- _Exercise_
Your answer is the line containing "Each instance receives a single keypoint. Tag the white door" plus every line after it to the end of the data below, transcribed exactly and with nothing else.

(Stored records)
== == ==

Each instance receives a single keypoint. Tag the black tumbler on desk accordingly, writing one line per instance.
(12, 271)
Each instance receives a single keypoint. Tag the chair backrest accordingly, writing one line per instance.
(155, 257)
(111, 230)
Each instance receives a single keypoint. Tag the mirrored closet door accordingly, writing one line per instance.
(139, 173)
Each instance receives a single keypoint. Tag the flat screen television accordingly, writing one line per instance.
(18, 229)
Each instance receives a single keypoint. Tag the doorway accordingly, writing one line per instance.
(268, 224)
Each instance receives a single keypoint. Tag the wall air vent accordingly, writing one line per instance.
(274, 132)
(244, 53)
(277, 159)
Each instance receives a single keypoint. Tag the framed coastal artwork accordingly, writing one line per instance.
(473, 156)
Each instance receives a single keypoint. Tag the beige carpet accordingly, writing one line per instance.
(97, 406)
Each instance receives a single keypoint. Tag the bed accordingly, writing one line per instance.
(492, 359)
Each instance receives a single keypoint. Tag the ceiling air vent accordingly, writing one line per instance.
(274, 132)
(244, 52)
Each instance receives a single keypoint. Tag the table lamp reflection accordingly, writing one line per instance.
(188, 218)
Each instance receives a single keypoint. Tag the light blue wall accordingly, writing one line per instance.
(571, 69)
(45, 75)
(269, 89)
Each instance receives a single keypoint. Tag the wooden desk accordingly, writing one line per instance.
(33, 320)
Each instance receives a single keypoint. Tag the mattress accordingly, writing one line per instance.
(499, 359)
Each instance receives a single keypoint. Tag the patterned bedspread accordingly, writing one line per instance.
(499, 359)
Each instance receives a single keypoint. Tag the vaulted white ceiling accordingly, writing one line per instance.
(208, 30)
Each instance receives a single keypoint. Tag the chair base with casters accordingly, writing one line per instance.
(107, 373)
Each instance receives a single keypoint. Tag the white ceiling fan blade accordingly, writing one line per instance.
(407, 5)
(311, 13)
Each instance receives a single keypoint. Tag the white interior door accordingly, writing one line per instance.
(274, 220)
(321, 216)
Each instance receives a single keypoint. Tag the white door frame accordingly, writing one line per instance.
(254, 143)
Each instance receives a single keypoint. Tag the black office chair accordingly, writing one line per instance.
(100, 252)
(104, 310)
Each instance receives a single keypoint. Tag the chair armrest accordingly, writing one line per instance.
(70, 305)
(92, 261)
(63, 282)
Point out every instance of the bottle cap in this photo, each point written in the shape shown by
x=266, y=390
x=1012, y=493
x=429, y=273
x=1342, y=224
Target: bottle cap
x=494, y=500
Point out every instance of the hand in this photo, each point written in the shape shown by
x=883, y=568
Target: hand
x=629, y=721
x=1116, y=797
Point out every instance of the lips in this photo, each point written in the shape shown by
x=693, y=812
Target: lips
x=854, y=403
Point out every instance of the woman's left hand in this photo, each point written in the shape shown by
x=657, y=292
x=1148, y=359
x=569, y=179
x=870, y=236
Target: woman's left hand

== == ==

- _Solution to this problem_
Each instance receives a single keypoint. Tag the white door frame accordingly, writing one line per instance.
(254, 143)
Each instance receives a single keypoint. Tag the black office chair accordingly, writing one line per instance.
(100, 252)
(104, 310)
Each instance receives a single keypoint. Tag the chair armrest accordingly, writing one line per instance.
(70, 305)
(92, 261)
(63, 282)
Point out every instance of the bottle cap in this photo, each point written in the shape shown by
x=266, y=390
x=1012, y=493
x=429, y=273
x=1342, y=224
Target: bottle cap
x=494, y=500
Point out every instance of the hand in this photo, each point written in the shape shown by
x=883, y=568
Target: hand
x=629, y=721
x=1116, y=797
Point out every instance of the lips in this photo, each point written in the shape shown by
x=693, y=812
Target: lips
x=854, y=403
Point out every instance of the woman's left hand in this photo, each point written in the shape shown by
x=657, y=292
x=1148, y=359
x=569, y=179
x=870, y=236
Target: woman's left hand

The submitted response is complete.